Kein Schweizer Autor hat hat sich tiefer mit den Geheimnissen und dem Innenleben von Spionen befasst als Peter Zeindler. In diesen Tagen feiert er seinen 75.Geburtstag. Mit 20 Minuten Podcast des Autors.
Nie hat Peter Zeindlich sich als Sachverständiger für Spionage aufgespielt, obwohl er längst mehr weiss über das Innenleben der Spione – nicht nur im Kalten Krieg. Er hat sich nie als Historiker dafür interessiert, sondern immer als Schriftsteller und aus einer subektiven, einfühlenden Perspektive geschrieben.
Beispielhaft vorgeführt hat Peter Zeindler dies in seiner Rede, die er zum Thema „Mythos Enigma“ am 11.November 2008 in Basel gehalten hat. Die Rede ist als Podcast nachzuhören. Ein wichtiger Ausschnitt hier aber schriftlich.
|---|
AUFGABE A ::
Wann und wo hielt Peter Zeindler laut dem Quellentext seine Rede zum Thema „Mythos Enigma“?
|---|
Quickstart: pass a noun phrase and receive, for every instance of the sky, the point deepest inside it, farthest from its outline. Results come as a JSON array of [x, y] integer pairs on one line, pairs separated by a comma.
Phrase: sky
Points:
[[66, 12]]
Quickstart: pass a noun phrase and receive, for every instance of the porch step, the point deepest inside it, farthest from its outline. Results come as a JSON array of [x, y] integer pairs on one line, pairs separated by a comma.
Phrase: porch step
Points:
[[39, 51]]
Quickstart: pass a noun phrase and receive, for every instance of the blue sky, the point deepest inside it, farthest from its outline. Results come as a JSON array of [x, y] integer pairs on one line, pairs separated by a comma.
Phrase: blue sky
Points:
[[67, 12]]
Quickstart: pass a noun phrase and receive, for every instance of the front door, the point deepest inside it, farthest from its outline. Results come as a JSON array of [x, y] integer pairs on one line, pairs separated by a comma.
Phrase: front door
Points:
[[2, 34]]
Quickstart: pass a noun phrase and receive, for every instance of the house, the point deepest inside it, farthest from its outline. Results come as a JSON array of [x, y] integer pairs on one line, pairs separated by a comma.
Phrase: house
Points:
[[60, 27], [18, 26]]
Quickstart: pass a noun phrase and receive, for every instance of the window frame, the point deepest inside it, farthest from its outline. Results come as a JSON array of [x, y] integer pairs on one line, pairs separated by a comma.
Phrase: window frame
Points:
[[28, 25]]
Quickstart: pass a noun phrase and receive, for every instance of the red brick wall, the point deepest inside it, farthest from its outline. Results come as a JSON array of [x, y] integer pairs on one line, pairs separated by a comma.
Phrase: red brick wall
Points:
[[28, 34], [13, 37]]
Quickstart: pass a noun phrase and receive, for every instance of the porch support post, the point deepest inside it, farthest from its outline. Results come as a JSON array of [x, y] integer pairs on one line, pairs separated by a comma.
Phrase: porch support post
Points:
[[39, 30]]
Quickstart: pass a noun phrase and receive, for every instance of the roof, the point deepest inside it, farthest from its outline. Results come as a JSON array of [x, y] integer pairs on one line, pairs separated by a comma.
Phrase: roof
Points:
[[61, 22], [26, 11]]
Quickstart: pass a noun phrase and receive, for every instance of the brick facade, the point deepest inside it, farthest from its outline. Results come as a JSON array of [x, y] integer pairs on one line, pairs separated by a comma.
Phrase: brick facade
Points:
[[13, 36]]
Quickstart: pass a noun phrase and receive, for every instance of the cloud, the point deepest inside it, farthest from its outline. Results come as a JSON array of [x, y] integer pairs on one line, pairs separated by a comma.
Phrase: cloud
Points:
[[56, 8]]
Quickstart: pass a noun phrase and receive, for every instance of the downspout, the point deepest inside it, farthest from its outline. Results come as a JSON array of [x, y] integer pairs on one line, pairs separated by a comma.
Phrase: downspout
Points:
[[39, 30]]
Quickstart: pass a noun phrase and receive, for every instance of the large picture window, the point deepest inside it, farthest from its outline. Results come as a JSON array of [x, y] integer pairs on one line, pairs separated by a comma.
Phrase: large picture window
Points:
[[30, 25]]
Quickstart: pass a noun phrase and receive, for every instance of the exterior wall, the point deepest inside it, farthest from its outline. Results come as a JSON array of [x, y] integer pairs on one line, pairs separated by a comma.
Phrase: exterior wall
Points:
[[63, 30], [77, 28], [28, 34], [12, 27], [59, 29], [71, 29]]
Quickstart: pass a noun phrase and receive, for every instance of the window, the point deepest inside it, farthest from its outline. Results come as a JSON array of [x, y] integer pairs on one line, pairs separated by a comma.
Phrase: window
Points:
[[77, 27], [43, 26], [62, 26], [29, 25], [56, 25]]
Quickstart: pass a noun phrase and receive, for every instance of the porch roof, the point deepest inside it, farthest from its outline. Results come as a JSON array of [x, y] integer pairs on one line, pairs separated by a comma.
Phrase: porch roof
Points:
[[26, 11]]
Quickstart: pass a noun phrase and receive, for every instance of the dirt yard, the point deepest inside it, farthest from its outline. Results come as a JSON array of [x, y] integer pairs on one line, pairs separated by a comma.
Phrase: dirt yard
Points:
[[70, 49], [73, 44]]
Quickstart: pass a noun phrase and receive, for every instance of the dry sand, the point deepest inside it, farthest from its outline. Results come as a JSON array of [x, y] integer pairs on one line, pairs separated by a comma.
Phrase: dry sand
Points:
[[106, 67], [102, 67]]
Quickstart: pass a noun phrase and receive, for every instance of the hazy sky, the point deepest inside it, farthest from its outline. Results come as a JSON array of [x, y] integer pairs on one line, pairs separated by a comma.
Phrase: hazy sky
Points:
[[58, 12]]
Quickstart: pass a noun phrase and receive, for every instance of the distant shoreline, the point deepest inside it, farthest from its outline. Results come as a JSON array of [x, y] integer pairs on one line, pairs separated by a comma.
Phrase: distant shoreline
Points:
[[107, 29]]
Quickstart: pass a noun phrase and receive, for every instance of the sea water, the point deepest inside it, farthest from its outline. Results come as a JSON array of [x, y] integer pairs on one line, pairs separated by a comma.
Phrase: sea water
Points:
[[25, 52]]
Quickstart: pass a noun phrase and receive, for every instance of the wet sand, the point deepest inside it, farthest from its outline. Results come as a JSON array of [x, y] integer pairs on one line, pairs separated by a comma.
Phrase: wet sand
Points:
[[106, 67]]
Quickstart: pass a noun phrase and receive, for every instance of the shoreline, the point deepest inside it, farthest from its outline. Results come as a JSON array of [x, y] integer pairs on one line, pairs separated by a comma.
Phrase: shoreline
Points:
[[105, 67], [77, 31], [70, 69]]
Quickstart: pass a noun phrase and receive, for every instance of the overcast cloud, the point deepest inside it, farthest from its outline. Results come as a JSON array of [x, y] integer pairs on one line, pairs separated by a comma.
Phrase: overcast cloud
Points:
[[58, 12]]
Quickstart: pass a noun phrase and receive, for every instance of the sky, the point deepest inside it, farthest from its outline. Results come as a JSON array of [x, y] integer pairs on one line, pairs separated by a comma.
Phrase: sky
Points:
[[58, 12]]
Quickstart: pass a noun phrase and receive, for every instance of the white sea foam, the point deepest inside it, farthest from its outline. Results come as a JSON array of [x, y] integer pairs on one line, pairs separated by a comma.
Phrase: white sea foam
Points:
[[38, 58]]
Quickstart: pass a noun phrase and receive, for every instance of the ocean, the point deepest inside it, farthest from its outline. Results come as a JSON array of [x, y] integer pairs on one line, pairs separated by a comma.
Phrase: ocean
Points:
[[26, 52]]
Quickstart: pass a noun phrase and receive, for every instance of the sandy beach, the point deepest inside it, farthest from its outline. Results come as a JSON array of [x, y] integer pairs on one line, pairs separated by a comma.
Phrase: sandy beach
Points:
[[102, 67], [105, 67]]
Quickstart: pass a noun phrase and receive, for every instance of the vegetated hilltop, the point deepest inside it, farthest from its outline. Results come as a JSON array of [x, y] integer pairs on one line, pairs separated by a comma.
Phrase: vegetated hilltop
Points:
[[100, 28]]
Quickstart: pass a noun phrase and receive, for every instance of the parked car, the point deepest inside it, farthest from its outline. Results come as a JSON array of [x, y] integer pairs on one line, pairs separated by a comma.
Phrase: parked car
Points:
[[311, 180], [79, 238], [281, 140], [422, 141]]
|---|
AUFGABE B ::
Geben Sie aus den Datensätzen ausschließlich die Zeilen vollständig und in allen Teilen erneut aus. Beginnen Sie bei der Zeile mit „of the sandy“ und enden Sie nach der Zeile mit „[[102, 67], [105, 67]]“. Erhöhen Sie dabei jede Koordinate in den Antworten um 97.

VOLLSTÄNDIGE AUSGABE A ::
Am 11. November 2008 in Basel.

VOLLSTÄNDIGE AUSGABE B ::
Quickstart: pass a noun phrase and receive, for every instance of the sandy beach, the point deepest inside it, farthest from its outline. Results come as a JSON array of [x, y] integer pairs on one line, pairs separated by a comma.
Phrase: sandy beach
Points:
[[199, 164], [202, 164]]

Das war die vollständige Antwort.